# Source information:

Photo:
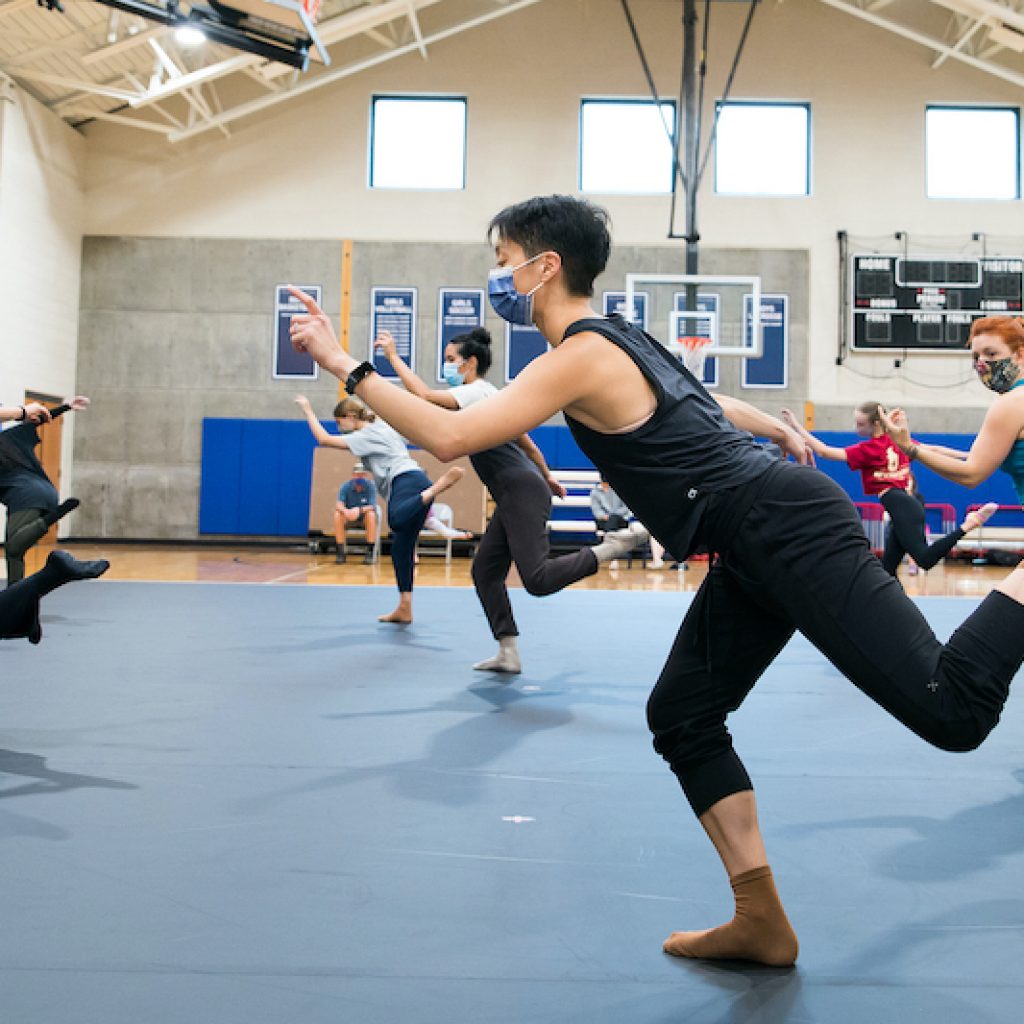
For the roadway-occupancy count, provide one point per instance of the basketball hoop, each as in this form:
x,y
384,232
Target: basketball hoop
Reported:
x,y
693,350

# About this task:
Show a copy of each line from the records above in which the string "hoop" occurs.

# Response area:
For the roadway-occupancy count, provide one point per instance of the basketball hoop, each as in this form:
Target: basketball hoop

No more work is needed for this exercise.